YOUR GOAL — Transcribe all of the material below word for word and leave out its pictures.
MATERIAL PROVIDED start
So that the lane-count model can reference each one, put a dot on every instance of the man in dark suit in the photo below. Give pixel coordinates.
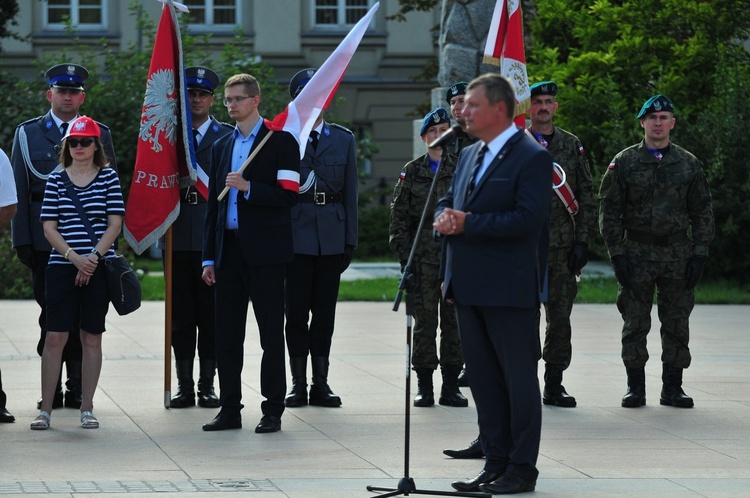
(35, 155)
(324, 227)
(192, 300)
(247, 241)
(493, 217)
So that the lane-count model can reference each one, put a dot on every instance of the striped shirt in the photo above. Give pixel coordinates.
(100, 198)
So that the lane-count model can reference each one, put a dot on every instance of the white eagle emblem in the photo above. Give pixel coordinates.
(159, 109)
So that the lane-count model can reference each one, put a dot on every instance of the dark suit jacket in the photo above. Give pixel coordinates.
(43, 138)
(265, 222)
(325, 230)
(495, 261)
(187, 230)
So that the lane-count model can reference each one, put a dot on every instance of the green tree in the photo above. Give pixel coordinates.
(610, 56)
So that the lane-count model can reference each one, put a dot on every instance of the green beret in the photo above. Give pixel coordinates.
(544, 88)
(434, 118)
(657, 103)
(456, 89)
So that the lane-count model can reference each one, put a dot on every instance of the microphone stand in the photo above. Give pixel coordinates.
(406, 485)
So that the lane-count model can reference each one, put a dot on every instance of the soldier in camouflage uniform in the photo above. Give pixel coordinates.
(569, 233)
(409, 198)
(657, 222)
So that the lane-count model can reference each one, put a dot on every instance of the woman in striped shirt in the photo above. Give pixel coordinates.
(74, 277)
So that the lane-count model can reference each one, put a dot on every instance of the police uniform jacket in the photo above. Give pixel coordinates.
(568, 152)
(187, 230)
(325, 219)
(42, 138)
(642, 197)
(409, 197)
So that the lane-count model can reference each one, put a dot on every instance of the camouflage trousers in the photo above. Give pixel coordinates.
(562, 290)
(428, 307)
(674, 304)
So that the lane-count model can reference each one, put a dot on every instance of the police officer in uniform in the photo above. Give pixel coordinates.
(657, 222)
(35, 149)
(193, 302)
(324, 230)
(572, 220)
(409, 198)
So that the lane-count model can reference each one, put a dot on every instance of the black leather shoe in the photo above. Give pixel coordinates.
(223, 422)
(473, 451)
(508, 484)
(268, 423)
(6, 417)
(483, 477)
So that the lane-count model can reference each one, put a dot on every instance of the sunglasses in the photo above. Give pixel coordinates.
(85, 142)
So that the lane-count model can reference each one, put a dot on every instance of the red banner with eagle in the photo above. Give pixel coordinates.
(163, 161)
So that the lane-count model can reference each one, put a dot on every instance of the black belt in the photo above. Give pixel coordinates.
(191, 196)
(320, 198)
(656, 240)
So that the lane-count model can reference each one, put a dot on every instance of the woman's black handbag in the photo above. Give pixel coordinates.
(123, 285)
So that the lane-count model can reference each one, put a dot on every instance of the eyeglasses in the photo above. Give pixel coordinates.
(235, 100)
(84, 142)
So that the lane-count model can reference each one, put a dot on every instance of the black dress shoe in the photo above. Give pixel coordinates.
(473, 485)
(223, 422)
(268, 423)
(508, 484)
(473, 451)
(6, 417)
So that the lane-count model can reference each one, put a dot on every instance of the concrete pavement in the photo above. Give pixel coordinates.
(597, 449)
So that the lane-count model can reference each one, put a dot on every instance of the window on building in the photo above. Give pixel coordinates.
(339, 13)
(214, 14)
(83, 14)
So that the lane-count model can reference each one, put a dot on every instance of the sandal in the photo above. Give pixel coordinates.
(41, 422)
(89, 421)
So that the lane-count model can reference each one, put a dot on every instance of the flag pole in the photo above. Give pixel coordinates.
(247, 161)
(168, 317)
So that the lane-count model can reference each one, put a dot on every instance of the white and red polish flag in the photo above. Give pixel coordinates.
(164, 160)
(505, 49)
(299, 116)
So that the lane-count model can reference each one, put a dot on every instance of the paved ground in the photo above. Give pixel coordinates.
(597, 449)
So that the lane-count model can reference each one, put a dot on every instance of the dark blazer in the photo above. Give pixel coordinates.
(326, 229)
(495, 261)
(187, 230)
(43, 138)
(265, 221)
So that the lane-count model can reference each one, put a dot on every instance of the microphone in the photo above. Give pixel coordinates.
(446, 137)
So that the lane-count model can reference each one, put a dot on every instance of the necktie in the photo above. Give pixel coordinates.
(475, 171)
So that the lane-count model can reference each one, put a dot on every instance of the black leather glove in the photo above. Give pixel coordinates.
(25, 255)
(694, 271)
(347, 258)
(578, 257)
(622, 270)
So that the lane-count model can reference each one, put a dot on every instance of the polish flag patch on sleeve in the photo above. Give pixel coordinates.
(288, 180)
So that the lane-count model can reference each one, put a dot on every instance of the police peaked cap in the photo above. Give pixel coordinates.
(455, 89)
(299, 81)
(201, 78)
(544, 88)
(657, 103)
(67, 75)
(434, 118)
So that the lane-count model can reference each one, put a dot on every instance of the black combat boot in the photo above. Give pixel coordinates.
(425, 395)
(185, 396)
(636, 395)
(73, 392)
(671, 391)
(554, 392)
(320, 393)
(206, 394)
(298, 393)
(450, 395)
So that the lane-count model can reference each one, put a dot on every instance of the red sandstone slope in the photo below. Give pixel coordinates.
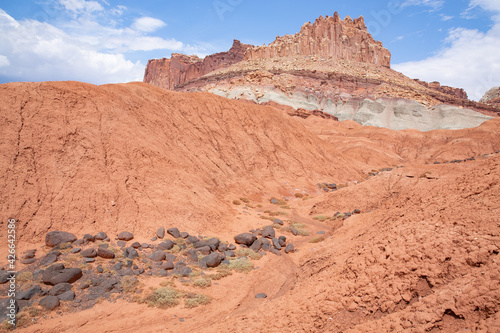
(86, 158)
MATERIAL PROVIDED end
OUTPUT FOR THIS TASK —
So that the lane-count model can reference each one, put a dot on every instance of the man in dark suit in the photo below. Give pixel coordinates.
(35, 155)
(324, 227)
(192, 300)
(247, 241)
(493, 217)
So that the lane-count model can reference each one, put a dot on every instance of the striped shirt in the photo above. Give pixel coordinates.
(100, 198)
So that the lane-count model can reference each one, put a dot on every instance of the white eagle emblem in the photo above. Give pixel coordinates.
(159, 109)
So that the lane-count model can reference each one, put a dot on every instance of the dark suit jacket in the photo above. Give pixel coordinates.
(43, 138)
(265, 222)
(325, 230)
(495, 261)
(187, 230)
So that the lane-count model can reference each one, put a dot on every instance of the green tree in the photo above. Give pixel coordinates.
(610, 56)
So that the lane-count model can reference each one, put a dot on every instance of the green beret in the photo above. Give pixel coordinates.
(544, 88)
(434, 118)
(657, 103)
(456, 89)
So that the lane-count model can reference each one, put a dot on every instance of the microphone stand in the photo above. Give pixel coordinates.
(406, 485)
So that the lane-count model can reference each one, put a dot on every instance of the soldier in camouflage uniform in the photo above. Give pixel coordinates.
(569, 233)
(409, 198)
(657, 222)
So that the lane-count model can reference each one, put a dot on every instance of the woman in striped shirt in the photo above. Give pixel coordinates.
(74, 277)
So that the lane-count model can reference each one, put a dot on every instance of the police uniform jacket in the photo above. Give pixel coordinates.
(568, 152)
(187, 230)
(325, 219)
(42, 138)
(642, 197)
(409, 197)
So that the lane-count model can reference each one, put a dot on every instance of the camouflage trousers in the photo above. Give pixel coordinates.
(562, 290)
(428, 307)
(674, 304)
So that the lane-count model can reference each one, put a dot on every instance of the police officer in uniform in the photo above. Give pixel coordinates.
(657, 222)
(35, 149)
(193, 302)
(324, 230)
(572, 220)
(409, 198)
So that the lane-count model can reference each one, put a dot on every instance of the black leather shoe in the photo above. Give pixel coordinates.
(223, 422)
(473, 451)
(508, 484)
(268, 423)
(6, 417)
(483, 477)
So that the lane-count model can reference each one, put a dot on every instance of the sunglasses in the photo above. Give pixel coordinates.
(85, 142)
So that the lane-count model can reference each one, put a dot on every instance of the red banner with eagle in the photo above. Give pixel coordinates.
(163, 161)
So that the lane-count model can reference each one, put a dot on every instance of the black belt in the photo above. Give pixel coordinates.
(191, 196)
(320, 198)
(656, 240)
So that the lane-count model can reference each one, put a dot on every instance of the woman's black handbag in the photo above. Give pixel coordinates.
(123, 285)
So that the lane-count model can reference each one, put a dot on every instance of the eyeglasses in the photo above. Give pixel coordinates.
(235, 100)
(84, 142)
So that the lane-count model can reference each one, put a dot on every instance of the black dress shoe in the photo above. Give pixel coordinates.
(473, 485)
(223, 422)
(268, 423)
(508, 484)
(473, 451)
(6, 417)
So that the lane-count model can reference each one, put a dot on every instance of the concrete pavement in the photo above. Give pixel coordinates.
(597, 449)
So that the lane-count model can reference each one, put a dot on every instance of the window on building in the photo above. Give pixel coordinates.
(339, 13)
(214, 14)
(83, 14)
So that the lane-count model can reference each one, put a dot on every instance of the sandal in the photo above. Give pixel coordinates.
(41, 422)
(89, 421)
So that the lane-count model can reference each one, put a dot on every instance of the flag pole in the photo above. Give pixel coordinates.
(247, 161)
(168, 317)
So that the lane-count model can reference each one, put a dot on every instance of the white and red polish flag in the photo above. Give pixel coordinates.
(164, 160)
(505, 49)
(299, 116)
So that the lane-count model can reference each one, put a dot on every instance of the paved ground in the photo above. Give pixel coordinates.
(597, 449)
So that the lane-count model can reference each one, put a dot on every instance of the dark blazer in the photo above. Give pixel coordinates.
(326, 229)
(495, 261)
(187, 230)
(43, 138)
(265, 221)
So that the lane-count model can reference each one, put a dot on every instance of the microphone in the photo above. Give pixel coordinates.
(446, 137)
So that the lane-count model can reference each one, put a dot on every instance of the necktie in the photo above. Give pixel coordinates.
(475, 171)
So that the lane-count model can reference each one, put a dot on every instance of the black leather glove in the photo above. Give pixel coordinates.
(25, 255)
(694, 271)
(347, 258)
(578, 257)
(622, 270)
So that the lane-count model can reference each one, put a dot on every instance of the polish flag patch on sleeve in the photo above. Give pixel coordinates.
(288, 180)
So that the lane-count model can reference each one, put a dot on every instance of the police peaked cap in the photo above. Give pixel coordinates.
(455, 89)
(299, 81)
(201, 78)
(544, 88)
(657, 103)
(67, 75)
(434, 118)
So that the lane-count model can reference each one, put a dot on every instance of the black combat boot in the photo above. Give pixel coordinates.
(425, 395)
(185, 396)
(636, 395)
(73, 392)
(671, 391)
(554, 392)
(320, 393)
(206, 394)
(298, 393)
(450, 395)
So that the lane-count model can reference each one, put a dot on every instance of the red sandstone slope in the photo below. Give pixel coordinates.
(86, 158)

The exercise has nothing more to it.